■ Dataset excerpts
****************************************

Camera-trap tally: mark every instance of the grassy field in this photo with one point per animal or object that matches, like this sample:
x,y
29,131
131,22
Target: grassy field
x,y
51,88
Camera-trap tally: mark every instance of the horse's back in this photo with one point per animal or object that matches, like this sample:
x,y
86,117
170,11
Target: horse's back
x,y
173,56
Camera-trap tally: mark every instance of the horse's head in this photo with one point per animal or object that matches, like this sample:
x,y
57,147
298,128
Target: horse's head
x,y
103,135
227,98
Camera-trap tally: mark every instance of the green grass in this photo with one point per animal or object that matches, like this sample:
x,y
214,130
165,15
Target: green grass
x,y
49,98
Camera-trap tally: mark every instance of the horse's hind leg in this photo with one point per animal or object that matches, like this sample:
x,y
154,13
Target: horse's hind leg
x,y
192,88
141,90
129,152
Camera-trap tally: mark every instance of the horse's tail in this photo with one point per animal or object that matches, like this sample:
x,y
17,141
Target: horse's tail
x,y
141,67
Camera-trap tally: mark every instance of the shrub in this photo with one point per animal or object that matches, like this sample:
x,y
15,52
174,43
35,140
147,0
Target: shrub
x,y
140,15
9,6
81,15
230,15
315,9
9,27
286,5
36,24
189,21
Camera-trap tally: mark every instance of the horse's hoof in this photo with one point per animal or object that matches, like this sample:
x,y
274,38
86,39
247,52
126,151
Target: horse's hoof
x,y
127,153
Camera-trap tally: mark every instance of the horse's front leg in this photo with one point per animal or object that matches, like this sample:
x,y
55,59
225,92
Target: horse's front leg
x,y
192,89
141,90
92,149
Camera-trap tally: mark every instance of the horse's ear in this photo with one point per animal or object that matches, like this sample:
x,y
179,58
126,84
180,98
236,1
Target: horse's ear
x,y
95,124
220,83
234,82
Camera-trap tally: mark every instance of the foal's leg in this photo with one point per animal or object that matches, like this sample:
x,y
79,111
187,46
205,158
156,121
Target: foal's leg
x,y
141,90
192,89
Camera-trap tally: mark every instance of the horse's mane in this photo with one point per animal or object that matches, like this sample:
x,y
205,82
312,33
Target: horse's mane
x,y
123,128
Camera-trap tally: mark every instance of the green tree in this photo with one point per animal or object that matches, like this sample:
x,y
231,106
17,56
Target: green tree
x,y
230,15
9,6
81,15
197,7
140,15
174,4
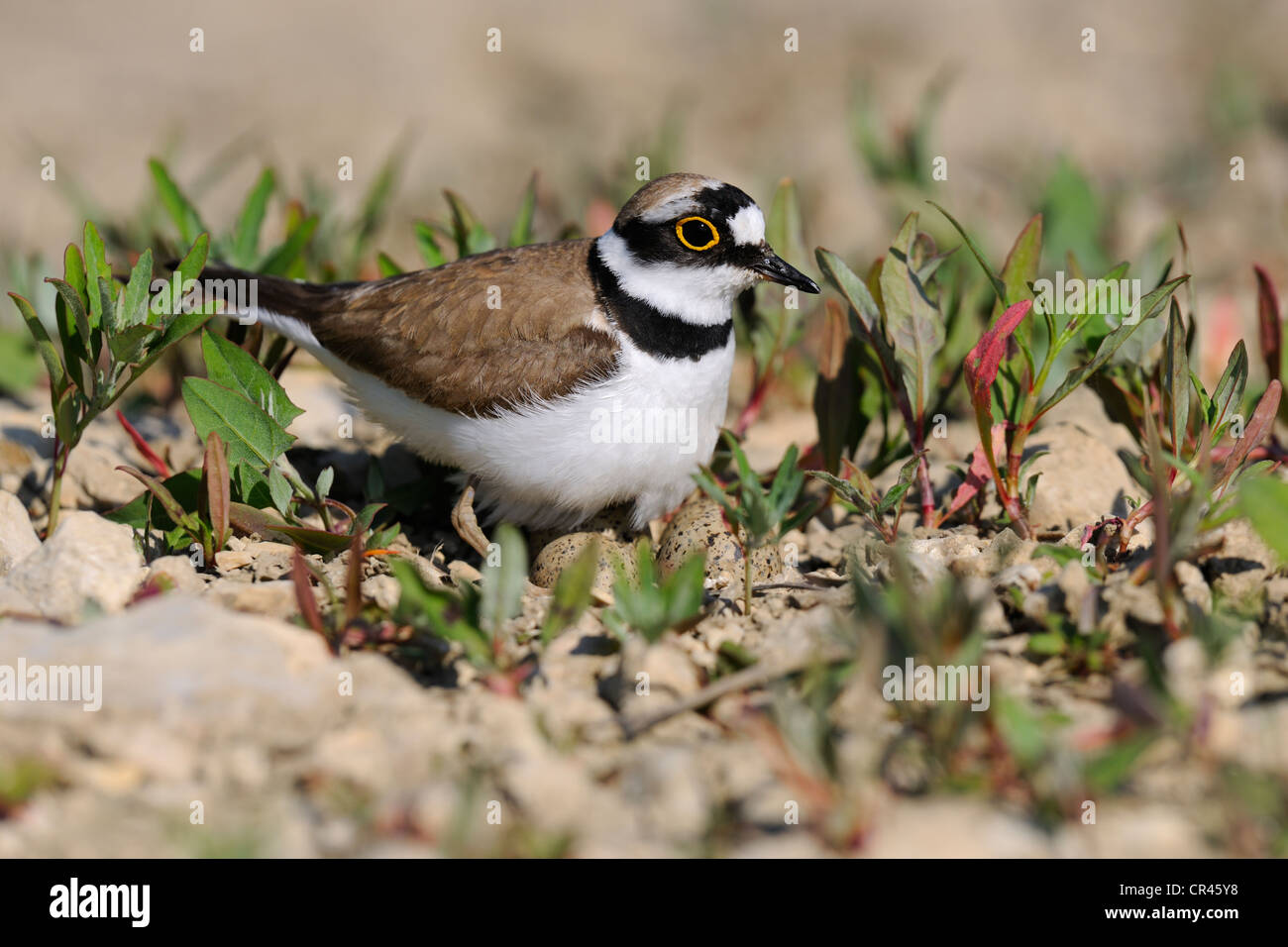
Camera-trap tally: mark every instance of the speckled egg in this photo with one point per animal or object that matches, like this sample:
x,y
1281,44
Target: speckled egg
x,y
612,530
698,526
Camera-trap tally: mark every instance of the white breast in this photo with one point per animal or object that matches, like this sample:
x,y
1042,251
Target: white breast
x,y
639,436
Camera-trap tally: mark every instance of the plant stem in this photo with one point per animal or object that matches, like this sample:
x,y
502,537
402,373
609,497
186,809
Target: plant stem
x,y
55,491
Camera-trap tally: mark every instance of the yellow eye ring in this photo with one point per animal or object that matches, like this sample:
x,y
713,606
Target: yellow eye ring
x,y
679,232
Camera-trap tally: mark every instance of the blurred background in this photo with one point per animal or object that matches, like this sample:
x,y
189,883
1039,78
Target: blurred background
x,y
1115,147
1001,88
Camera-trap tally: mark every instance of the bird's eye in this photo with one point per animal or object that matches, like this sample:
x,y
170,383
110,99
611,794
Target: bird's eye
x,y
697,234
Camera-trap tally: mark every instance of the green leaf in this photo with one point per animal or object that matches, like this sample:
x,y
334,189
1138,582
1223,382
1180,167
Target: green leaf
x,y
864,313
72,322
571,594
267,525
386,265
993,278
439,611
235,368
1150,305
250,432
178,206
1228,395
428,247
175,331
1176,376
1263,500
136,300
171,506
913,322
505,577
44,346
902,484
128,344
140,513
252,219
279,260
1019,270
97,273
520,234
472,237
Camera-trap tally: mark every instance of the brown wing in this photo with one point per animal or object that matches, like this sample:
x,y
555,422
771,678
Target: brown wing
x,y
434,335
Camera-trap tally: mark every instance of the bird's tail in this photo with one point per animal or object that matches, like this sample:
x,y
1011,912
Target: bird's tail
x,y
284,305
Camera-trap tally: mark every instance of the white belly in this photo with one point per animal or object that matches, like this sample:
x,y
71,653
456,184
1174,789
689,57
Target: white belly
x,y
638,437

****************************************

■ Aim
Copy all of the items above word for word, and leave out the pictures.

■ Answer for this exercise
Camera-trap tally: mark every instance of the grassy field in this photo with one point per animal or object that matches, like this sample:
x,y
29,131
131,22
Target: grassy field
x,y
51,88
Camera-trap tally: mark every instance of the horse's back in this photo with one point per animal or object that matches, like this sample:
x,y
86,117
170,11
Target: horse's back
x,y
173,56
Camera-trap tally: mark every instance of the horse's head in this photo with one point per animal or object that matches, like this sample:
x,y
57,147
298,128
Target: horse's head
x,y
103,135
227,98
Camera-trap tally: mark every instance of the green grass in this photo with one point per animal or object that matches, like this sample:
x,y
214,130
165,15
Target: green grass
x,y
49,98
Camera-trap tally: mark every instance of the horse's hind leg in this photo with one point per animal or object that matches, like this sample:
x,y
154,13
Target: horse's hind leg
x,y
192,88
141,90
129,152
Camera-trap tally: mark every instance of the horse's tail in this photo with one point per animal or object that matches, like this sample:
x,y
17,141
Target: horse's tail
x,y
141,67
Camera-trap tally: mark every instance of the shrub in this photo with one point per animal or object that matches, like this sample:
x,y
15,52
174,43
35,140
147,0
Target: shrub
x,y
140,15
9,6
81,15
230,15
315,9
9,27
286,5
36,24
189,21
Camera-trap tally: mark every instance of the horse's hoof in this photo with one point per animal or object that matches, like this sample:
x,y
274,38
86,39
247,52
126,151
Target: horse's hoof
x,y
127,153
Camera-trap tally: mark every instance of the horse's front leg in this photo with one point per animal or object that matches, like this sample:
x,y
55,59
225,92
Target: horse's front leg
x,y
192,89
141,90
92,149
Camera-trap tally: mark every instance of the horse's ear in this photo with one point per animal or object that matches, like this sample:
x,y
179,58
126,84
180,98
236,1
Target: horse's ear
x,y
95,124
220,83
234,82
Camera-trap tally: mark every instance of the foal's leg in this photo with one point per animal or object that matches, like this sample:
x,y
79,111
187,46
205,158
156,121
Target: foal's leg
x,y
141,90
192,89
Camera-trap tally: mark every instance of the horse's mane in this photo with one point per animal or object that matches, like this sample:
x,y
205,82
312,33
Target: horse's mane
x,y
123,128
Camera-trap tally: mark every instance of the green tree in this photo with one point per animal or object that matches, like this sample:
x,y
231,106
17,56
Target: green tree
x,y
230,15
9,6
81,15
197,7
140,15
174,4
Camera-trap tally: mark every instance of the speckled egg in this photo with one point per animal or object that matches, like this sample:
x,y
1281,44
Target: speckled egg
x,y
612,530
698,526
Camera-trap tally: mark every instance of the white breast in this photo with one point per animal or object that matches, like this sample:
x,y
1042,251
Target: white breast
x,y
639,436
Camera-trap tally: mark every instance of the plant stem in this photo with one point per animal or object that matches, like this sample:
x,y
502,537
402,373
609,497
186,809
Target: plant stem
x,y
55,491
Camera-trap tally: mark every instance of the yellow eye ring in this photo with one point per animal or object that matches, like this sample:
x,y
713,606
Target: yellow eye ring
x,y
679,232
Camera-trap tally: mark every instance of the blurred background in this photo with one point per animal or object that matches, like this sample:
x,y
189,883
1039,78
Target: blurred background
x,y
1115,147
1001,88
Camera-trap tally: mark every instance of the bird's eye in this photo with one point per animal or object that matches, like this sample:
x,y
170,383
110,99
611,794
Target: bird's eye
x,y
697,234
Camera-trap tally: mark every instance of the green leaf in this photo with one point per animal or object that matches, like this sample:
x,y
334,189
1138,582
1223,382
1180,167
Target: green leaf
x,y
864,313
72,322
571,594
267,525
386,265
993,278
439,611
235,368
1150,305
250,432
178,206
1228,395
428,247
175,331
1176,376
1263,500
136,300
171,506
913,322
505,577
44,346
902,484
128,344
140,513
252,219
279,260
1019,270
97,273
520,234
472,237
Camera-trap tally: mark every instance of the brown wing in this photo with one point per animal or object that matches, like this sample:
x,y
555,422
771,678
Target: brown wing
x,y
434,335
Camera-trap tally: mark every instance of the bird's tail in this photo with one point per animal or object that matches, like this sample:
x,y
1011,912
Target: bird's tail
x,y
284,305
Camera-trap tally: mark every instance of the white belly in this photo with one point per animal or object that matches, like this sample:
x,y
71,653
456,184
1174,789
689,57
Target: white belly
x,y
638,437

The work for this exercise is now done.